Task statement:
From the probability exercises below, reproduce everything from "(a) Gamblers \(A\)" down to "show a profit?", keeping every word and symbol unchanged.

____ Document extract

A set of \(2 N+1\) rods consists of one of each integer length \(1,2, \ldots, 2 N, 2 N+1\) Three, of lengths \(a, b\) and \(c\), are selected, of which \(a\) is the longest. By considering the possible values of \(b\) and \(c\), determine the number of ways in which a nondegenerate triangle (i.e. one of non-zero area) can be formed (i) if \(a\) is even, and (ii) if \(a\) is odd. Combine these results appropriately to determine the total number of non-degenerate triangles that can be formed with the \(2 N+1\) rods, and hence show that the probability that such a triangle can be formed from a random selection (without replacement) of three rods is $$ \frac{(N-1)(4 N+1)}{2\left(4 N^{2}-1\right)} $$

A shopper buys 36 items at random in a supermarket where, because of the sales tax imposed, the final digit (the number of pence) in the price is uniformly and randomly distributed from 0 to \(9 .\) Instead of adding up the bill exactly she rounds each item to the nearest 10 pence, rounding up or down with equal probability if the price ends in a ' 5 '. Should she suspect a mistake if the cashier asks her for 23 pence more than she estimated?

(a) Gamblers \(A\) and \(B\) each roll a fair six-faced die, and \(B\) wins if his score is strictly greater than \(A\) 's. Show that the odds are 7 to 5 in \(A\) 's favour. (b) Calculate the probabilities of scoring a total \(T\) from two rolls of a fair die for \(T=2,3, \ldots, 12 .\) Gamblers \(C\) and \(D\) each roll a fair die twice and score respective totals \(T_{C}\) and \(T_{D}, D\) winning if \(T_{D}>T_{C} .\) Realising that the odds are not equal, \(D\) insists that \(C\) should increase her stake for each game. \(C\) agrees to stake \(£ 1.10\) per game, as compared to \(D\) 's \(£ 1.00\) stake. Who will show a profit?

\(26.3 A\) and \(B\) each have two unbiased four-faced dice, the four faces being numbered \(1,2,3,4\). Without looking, \(B\) tries to guess the sum \(x\) of the numbers on the bottom faces of \(A\) 's two dice after they have been thrown onto a table. If the guess is correct \(B\) receives \(x^{2}\) euros, but if not he loses \(x\) euros. Determine \(B\) 's expected gain per throw of \(A\) 's dice when he adopts each of the following strategies: (a) he selects \(x\) at random in the range \(2 \leq x \leq 8\); (b) he throws his own two dice and guesses \(x\) to be whatever they indicate; (c) he takes your advice and always chooses the same value for \(x\). Which number would you advise? 26.4 Use the method of induction to prove equation (26.16), the probability addition law for the union of \(n\) general events.

________
____ Material shown

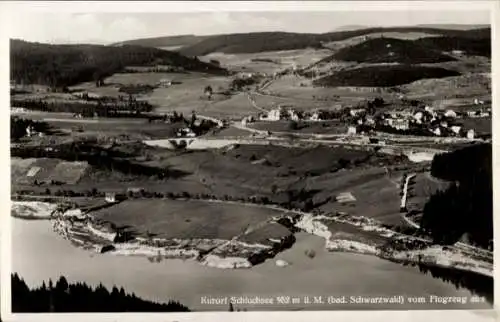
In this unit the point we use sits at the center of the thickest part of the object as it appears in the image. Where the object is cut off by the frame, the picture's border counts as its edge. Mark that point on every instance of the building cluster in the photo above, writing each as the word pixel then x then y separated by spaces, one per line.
pixel 424 120
pixel 185 132
pixel 30 131
pixel 287 113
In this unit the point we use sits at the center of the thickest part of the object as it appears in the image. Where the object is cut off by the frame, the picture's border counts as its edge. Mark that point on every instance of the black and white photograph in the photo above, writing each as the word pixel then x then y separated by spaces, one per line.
pixel 243 161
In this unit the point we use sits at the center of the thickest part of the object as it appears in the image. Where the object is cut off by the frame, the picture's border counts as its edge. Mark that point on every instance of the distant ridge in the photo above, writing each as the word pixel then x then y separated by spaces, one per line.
pixel 65 65
pixel 167 41
pixel 456 26
pixel 275 41
pixel 255 42
pixel 350 27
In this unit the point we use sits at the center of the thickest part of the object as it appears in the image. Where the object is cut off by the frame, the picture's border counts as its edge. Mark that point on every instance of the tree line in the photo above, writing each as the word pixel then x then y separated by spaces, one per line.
pixel 96 157
pixel 80 297
pixel 90 108
pixel 64 65
pixel 466 207
pixel 18 127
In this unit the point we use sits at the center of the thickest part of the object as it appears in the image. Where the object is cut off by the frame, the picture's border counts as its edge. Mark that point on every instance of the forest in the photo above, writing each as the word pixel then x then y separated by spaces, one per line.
pixel 59 66
pixel 466 207
pixel 80 297
pixel 88 108
pixel 18 127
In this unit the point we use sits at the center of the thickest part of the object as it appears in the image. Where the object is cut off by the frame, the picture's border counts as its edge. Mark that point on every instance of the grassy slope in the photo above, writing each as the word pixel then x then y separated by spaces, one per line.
pixel 275 41
pixel 471 46
pixel 64 65
pixel 182 219
pixel 383 76
pixel 390 50
pixel 181 40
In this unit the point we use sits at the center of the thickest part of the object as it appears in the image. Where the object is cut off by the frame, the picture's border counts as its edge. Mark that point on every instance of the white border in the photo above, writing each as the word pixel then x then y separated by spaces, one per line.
pixel 8 7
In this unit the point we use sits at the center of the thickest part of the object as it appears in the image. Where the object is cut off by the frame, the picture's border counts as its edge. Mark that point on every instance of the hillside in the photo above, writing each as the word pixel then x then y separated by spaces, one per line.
pixel 467 206
pixel 168 41
pixel 390 50
pixel 276 41
pixel 382 76
pixel 252 43
pixel 64 65
pixel 470 46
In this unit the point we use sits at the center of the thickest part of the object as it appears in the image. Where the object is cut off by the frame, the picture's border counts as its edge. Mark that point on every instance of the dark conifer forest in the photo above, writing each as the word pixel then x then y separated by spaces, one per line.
pixel 58 66
pixel 466 207
pixel 80 297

________

Reply:
(a) Gamblers \(A\) and \(B\) each roll a fair six-faced die, and \(B\) wins if his score is strictly greater than \(A\) 's. Show that the odds are 7 to 5 in \(A\) 's favour. (b) Calculate the probabilities of scoring a total \(T\) from two rolls of a fair die for \(T=2,3, \ldots, 12 .\) Gamblers \(C\) and \(D\) each roll a fair die twice and score respective totals \(T_{C}\) and \(T_{D}, D\) winning if \(T_{D}>T_{C} .\) Realising that the odds are not equal, \(D\) insists that \(C\) should increase her stake for each game. \(C\) agrees to stake \(£ 1.10\) per game, as compared to \(D\) 's \(£ 1.00\) stake. Who will show a profit?